[Coordinate annotation records]
******************************

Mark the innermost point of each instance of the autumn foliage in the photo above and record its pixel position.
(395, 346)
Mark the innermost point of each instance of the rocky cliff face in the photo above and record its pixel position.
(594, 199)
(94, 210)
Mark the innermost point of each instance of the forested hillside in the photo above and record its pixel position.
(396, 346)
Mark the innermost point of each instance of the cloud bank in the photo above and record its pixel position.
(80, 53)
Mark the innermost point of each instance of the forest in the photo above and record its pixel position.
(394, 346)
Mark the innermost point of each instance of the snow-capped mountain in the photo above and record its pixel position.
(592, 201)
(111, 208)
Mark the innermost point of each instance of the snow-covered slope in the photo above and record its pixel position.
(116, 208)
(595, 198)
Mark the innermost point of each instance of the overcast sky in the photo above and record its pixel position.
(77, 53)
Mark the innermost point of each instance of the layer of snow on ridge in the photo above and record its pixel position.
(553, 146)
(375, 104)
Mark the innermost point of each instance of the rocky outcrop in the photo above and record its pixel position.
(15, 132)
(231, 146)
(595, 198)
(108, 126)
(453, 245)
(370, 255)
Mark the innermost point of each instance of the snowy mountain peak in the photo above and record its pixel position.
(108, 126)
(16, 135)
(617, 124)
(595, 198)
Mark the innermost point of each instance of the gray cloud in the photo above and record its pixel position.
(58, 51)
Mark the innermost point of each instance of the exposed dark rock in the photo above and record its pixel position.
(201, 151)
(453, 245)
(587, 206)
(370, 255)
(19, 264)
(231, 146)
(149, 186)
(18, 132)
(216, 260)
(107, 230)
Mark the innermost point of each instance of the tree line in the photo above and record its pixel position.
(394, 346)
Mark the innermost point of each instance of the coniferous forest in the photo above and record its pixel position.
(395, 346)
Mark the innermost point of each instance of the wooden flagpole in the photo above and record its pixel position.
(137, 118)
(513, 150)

******************************

* Challenge *
The records above are to be repeated exactly, in their entirety.

* Written answer *
Mark the innermost point of each instance of the autumn foliage in the photo above and record its pixel position.
(395, 346)
Mark the innermost point of each instance of the rocky cliff face in the photo above and record its pixel position.
(594, 199)
(94, 210)
Mark the innermost point of each instance of the forested hillside in the photo above and record its pixel position.
(396, 346)
Mark the innermost point of each instance of the cloud bank in the photo above and record its pixel position.
(80, 53)
Mark the innermost point of each instance of the forest in the photo above and record its pixel position.
(394, 346)
Mark the innermost point of each instance of the snow-capped mountain in the photo above and record its pixel position.
(592, 201)
(111, 208)
Mark the innermost point of each instance of the snow-covered slope in the photo above and record its pixel position.
(116, 208)
(595, 198)
Mark the innermost point of each instance of the overcast sky in the photo above and record its pixel position.
(77, 53)
Mark the innermost point of each instance of the layer of snow on ridge in the photo above and record its pixel position.
(553, 146)
(375, 104)
Mark the innermost point of each instance of the rocky outcrop in the photo above and record its pixel position.
(15, 132)
(231, 146)
(595, 198)
(108, 126)
(453, 245)
(370, 255)
Mark the innermost point of each instance of the snowy mountain peak in the photo above and record its pixel position.
(108, 126)
(16, 135)
(617, 124)
(595, 198)
Mark the innermost point of each instance of the gray cloud in the photo above and record its pixel position.
(58, 51)
Mark the innermost point of each instance of the exposed dark rock in the photo above and record its pixel position.
(201, 151)
(453, 245)
(587, 206)
(370, 255)
(19, 264)
(231, 146)
(149, 186)
(18, 132)
(216, 260)
(107, 230)
Mark the innermost point of each instance of the tree line in the photo above and record its pixel position.
(394, 346)
Mark the innermost point of each instance of the coniferous forest in the photo above and record its pixel position.
(395, 346)
Mark the innermost point of each instance of the wooden flagpole in the photo above and record its pixel position.
(137, 118)
(513, 150)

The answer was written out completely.